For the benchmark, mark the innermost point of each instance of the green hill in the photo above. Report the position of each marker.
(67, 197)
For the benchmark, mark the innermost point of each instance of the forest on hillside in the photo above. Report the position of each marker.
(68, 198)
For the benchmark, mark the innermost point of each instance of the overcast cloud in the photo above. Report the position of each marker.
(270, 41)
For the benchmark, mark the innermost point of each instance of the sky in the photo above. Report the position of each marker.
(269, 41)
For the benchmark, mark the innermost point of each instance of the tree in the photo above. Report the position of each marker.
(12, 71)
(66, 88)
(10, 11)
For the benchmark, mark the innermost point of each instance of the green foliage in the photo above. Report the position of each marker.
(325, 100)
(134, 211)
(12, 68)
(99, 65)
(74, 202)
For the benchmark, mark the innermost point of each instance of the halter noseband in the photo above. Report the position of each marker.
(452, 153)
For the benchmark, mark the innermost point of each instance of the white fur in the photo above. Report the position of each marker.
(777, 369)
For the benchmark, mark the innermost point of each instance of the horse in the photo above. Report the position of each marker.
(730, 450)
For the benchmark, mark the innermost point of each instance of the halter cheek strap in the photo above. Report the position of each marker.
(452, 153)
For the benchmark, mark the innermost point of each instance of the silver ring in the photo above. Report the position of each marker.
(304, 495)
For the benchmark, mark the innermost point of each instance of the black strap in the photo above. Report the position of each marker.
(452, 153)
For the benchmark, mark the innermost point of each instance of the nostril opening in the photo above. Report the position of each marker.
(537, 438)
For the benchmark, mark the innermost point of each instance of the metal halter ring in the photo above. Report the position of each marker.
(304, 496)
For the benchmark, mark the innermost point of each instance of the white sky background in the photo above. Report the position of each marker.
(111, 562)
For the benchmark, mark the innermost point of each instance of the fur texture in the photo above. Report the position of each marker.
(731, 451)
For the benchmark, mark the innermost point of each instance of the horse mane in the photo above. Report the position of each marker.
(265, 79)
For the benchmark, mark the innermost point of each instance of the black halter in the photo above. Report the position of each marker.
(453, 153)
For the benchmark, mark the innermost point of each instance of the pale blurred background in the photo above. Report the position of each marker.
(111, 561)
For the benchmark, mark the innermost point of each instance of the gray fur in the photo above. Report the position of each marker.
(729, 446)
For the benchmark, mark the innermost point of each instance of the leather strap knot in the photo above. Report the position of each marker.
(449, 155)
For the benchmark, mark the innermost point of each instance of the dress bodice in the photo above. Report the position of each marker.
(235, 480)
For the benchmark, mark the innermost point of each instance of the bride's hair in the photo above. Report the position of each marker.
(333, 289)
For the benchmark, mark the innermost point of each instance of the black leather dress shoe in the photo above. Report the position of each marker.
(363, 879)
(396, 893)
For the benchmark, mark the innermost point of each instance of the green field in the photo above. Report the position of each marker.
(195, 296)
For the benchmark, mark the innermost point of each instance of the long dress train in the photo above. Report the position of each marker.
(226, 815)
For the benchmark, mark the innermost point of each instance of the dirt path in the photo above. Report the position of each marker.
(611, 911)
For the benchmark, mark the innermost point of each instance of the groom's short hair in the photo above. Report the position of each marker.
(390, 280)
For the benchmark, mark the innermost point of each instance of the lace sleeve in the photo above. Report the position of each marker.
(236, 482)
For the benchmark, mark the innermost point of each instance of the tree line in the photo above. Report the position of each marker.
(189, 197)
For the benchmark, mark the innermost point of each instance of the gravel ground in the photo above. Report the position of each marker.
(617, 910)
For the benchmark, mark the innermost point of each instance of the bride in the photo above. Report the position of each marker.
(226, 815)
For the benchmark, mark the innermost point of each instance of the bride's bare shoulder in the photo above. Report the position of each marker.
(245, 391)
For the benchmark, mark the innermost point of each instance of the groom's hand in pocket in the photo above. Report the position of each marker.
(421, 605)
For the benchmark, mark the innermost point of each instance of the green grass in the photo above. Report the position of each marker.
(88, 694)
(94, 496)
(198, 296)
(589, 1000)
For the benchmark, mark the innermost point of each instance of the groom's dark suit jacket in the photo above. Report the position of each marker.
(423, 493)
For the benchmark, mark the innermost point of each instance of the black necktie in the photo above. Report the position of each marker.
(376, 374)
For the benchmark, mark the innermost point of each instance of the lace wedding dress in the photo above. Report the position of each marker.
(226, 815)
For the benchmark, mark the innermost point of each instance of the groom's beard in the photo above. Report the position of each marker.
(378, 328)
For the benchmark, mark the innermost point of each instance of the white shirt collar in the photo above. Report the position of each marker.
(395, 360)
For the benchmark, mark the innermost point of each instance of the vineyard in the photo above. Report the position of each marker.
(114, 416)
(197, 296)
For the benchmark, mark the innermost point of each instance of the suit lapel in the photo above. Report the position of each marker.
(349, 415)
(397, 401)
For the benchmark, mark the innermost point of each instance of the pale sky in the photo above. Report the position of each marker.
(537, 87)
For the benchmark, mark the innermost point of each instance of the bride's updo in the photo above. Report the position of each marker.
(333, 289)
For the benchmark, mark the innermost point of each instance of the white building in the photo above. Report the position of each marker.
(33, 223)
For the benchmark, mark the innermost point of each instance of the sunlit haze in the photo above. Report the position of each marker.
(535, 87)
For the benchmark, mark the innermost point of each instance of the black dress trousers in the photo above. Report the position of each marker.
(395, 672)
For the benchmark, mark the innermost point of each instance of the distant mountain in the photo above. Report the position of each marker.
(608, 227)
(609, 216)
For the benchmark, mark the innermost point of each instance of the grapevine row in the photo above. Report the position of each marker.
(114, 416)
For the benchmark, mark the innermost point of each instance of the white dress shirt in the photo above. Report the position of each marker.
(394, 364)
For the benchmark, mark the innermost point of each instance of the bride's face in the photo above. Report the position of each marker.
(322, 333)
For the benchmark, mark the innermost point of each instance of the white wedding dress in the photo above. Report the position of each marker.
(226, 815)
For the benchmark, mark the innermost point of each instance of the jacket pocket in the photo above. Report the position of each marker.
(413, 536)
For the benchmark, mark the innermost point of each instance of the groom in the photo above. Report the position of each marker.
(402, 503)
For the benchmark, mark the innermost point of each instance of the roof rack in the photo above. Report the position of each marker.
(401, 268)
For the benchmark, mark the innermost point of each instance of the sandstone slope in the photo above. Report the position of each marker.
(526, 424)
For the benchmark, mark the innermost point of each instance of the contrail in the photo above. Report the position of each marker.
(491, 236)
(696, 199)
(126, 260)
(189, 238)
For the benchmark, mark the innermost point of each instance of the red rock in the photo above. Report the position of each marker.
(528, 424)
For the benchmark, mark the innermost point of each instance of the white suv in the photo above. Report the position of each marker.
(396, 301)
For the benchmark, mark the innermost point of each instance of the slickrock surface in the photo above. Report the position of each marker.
◆ ◆ ◆ ◆ ◆
The request:
Reproduce every line of the material above word for word, in the same order.

Final result:
For the benchmark, mark the innermost point of each instance of the green hill in the photo above. Report the position of each marker.
(67, 197)
For the benchmark, mark the innermost point of each instance of the forest on hillside in the photo above. Report the position of each marker.
(68, 198)
For the benchmark, mark the innermost point of each instance of the overcast cloud in the photo above. Report the position of each marker.
(270, 41)
For the benchmark, mark the innermost point of each instance of the sky in the photo above. Report the position of each marker.
(269, 41)
For the benchmark, mark the innermost point of each instance of the tree in the photo above. Report the position of each marker.
(12, 71)
(66, 88)
(10, 11)
For the benchmark, mark the innermost point of each instance of the green foliage in the photo above. Report the position of each marker.
(325, 100)
(134, 211)
(12, 68)
(99, 65)
(74, 202)
For the benchmark, mark the innermost point of each instance of the halter noseband in the photo above. Report the position of each marker.
(452, 153)
For the benchmark, mark the innermost point of each instance of the white fur in the photo above. Report the position of each marker.
(777, 369)
For the benchmark, mark the innermost point of each instance of the horse in the photo above. Report the position of each marker.
(730, 450)
For the benchmark, mark the innermost point of each instance of the halter cheek strap in the photo above. Report the position of each marker.
(452, 153)
For the benchmark, mark the innermost point of each instance of the silver ring in the photo above. Report the position of each marker.
(304, 495)
For the benchmark, mark the innermost point of each instance of the black strap in the photo above. Report the position of each marker.
(452, 153)
For the benchmark, mark the innermost point of each instance of the nostril opening in the photo above. Report the position of each marker.
(537, 438)
For the benchmark, mark the innermost point of each instance of the metal halter ring in the photo above. Report the position of each marker.
(304, 496)
For the benchmark, mark the innermost point of each instance of the white sky background in the photo above. Report the position of each marker.
(111, 562)
For the benchmark, mark the innermost point of each instance of the fur texture in the photo above. Report the position of each marker.
(731, 451)
For the benchmark, mark the innermost point of each instance of the horse mane in the photo above. Report the position of each marker.
(265, 79)
For the benchmark, mark the innermost point of each instance of the black halter in the photo above. Report the position of each marker.
(453, 153)
For the benchmark, mark the innermost point of each instance of the pale blurred background in the photo above. Report the position of each marker.
(111, 561)
For the benchmark, mark the innermost point of each instance of the gray fur in the photo above. Report the position of each marker.
(729, 446)
For the benchmark, mark the innermost point of each instance of the leather strap knot in the photo above. Report the position of each marker.
(449, 155)
For the benchmark, mark the innermost point of each instance of the dress bodice in the photo above. Report the position of each marker.
(235, 480)
For the benchmark, mark the innermost point of each instance of the bride's hair in the photo above. Report the position of each marker.
(333, 289)
For the benchmark, mark the innermost point of each instance of the black leather dress shoe in the photo above. Report the position of each marker.
(363, 879)
(396, 893)
For the benchmark, mark the innermost point of each instance of the green field in the photo above. Report the position of each marker.
(195, 296)
For the benchmark, mark the innermost point of each instance of the long dress train in the photo above. Report the position of each marker.
(226, 815)
For the benchmark, mark the innermost point of each instance of the dirt path in the photo above. Report the position of each marker.
(611, 911)
For the benchmark, mark the innermost point of each instance of the groom's short hair in the photo above. Report the position of each marker.
(390, 280)
For the benchmark, mark the innermost point of each instance of the lace sleeve in the photo above. Report the position of each marker.
(236, 482)
For the benchmark, mark the innermost point of each instance of the tree line in the photo above. Report the position of each marker.
(189, 197)
For the benchmark, mark the innermost point of each instance of the gravel ground in the photo above. Report the position of each marker.
(617, 910)
For the benchmark, mark the innermost point of each instance of the bride in the photo above. Report the position of each marker.
(226, 815)
For the benchmark, mark the innermost point of each instance of the bride's bare shoulder in the photo above. Report the position of each marker.
(245, 391)
For the benchmark, mark the innermost point of each instance of the groom's hand in pocket in the photo above. Report the position of each marker.
(421, 605)
For the benchmark, mark the innermost point of each instance of the green grass in the photo above. Report the position of each marker.
(88, 694)
(94, 496)
(198, 296)
(589, 1000)
For the benchmark, mark the innermost point of each instance of the groom's dark suit jacket in the photo above. Report the position of each marker.
(423, 493)
For the benchmark, mark the innermost point of each instance of the black necktie in the photo above. Report the position of each marker.
(376, 374)
For the benchmark, mark the innermost point of each instance of the lace wedding dress in the photo above. Report the position of each marker.
(226, 815)
For the benchmark, mark the innermost point of each instance of the groom's beard in the photo above. Report the position of each marker.
(378, 328)
For the benchmark, mark the innermost point of each instance of the white shirt collar in the photo above. Report the position of each marker.
(395, 360)
For the benchmark, mark the innermost point of each instance of the vineyard in the photo above. Report the position of each marker.
(114, 416)
(197, 296)
For the benchmark, mark the innermost point of each instance of the suit lapel in the photo above. Report the position of each marker.
(349, 415)
(397, 401)
For the benchmark, mark the innermost point of each instance of the pale sky in the photo above. Report the position of each marker.
(537, 87)
For the benchmark, mark the innermost point of each instance of the bride's updo in the photo above. Report the position of each marker.
(333, 289)
For the benchmark, mark the innermost point of each instance of the white building in the photo above. Report the position of each marker.
(33, 223)
For the benchmark, mark the innermost point of each instance of the sunlit haze in the photo above. Report the position of each marker.
(535, 87)
For the benchmark, mark the innermost point of each instance of the black dress trousers in the photo above. Report the position of each marker.
(395, 672)
For the benchmark, mark the innermost point of each instance of the distant mountain in the photo above. Report the position of each marker.
(608, 227)
(609, 216)
For the benchmark, mark the innermost point of each instance of the grapevine row in the photo above. Report the position of each marker.
(114, 416)
For the benchmark, mark the innermost point of each instance of the white dress shirt in the photo above. Report the position of each marker.
(394, 364)
For the benchmark, mark the innermost point of each instance of the bride's face in the photo above. Report the position of each marker.
(322, 333)
For the benchmark, mark the innermost point of each instance of the white wedding dress in the photo above. Report the position of each marker.
(226, 815)
For the benchmark, mark the innermost point of each instance of the jacket pocket in the photo above. Report the position of each marker.
(413, 536)
For the benchmark, mark the innermost point of each instance of the groom in the photo above. Report the position of each marker.
(402, 503)
For the benchmark, mark the innermost point of each instance of the roof rack in the photo above. Report the position of each marker.
(401, 268)
For the benchmark, mark the innermost point of each instance of the sandstone slope in the photo above. Report the position of each marker.
(526, 424)
For the benchmark, mark the innermost point of each instance of the contrail in the photo above. Report the position of each marker.
(491, 236)
(696, 199)
(126, 260)
(189, 238)
For the benchmark, mark the innermost point of each instance of the red rock in the photo above. Report the position of each marker.
(528, 424)
For the benchmark, mark the innermost point of each instance of the white suv in the photo above. Report the position of each marker.
(396, 301)
For the benchmark, mark the innermost point of each instance of the slickrock surface in the photo above. Report the position of each marker.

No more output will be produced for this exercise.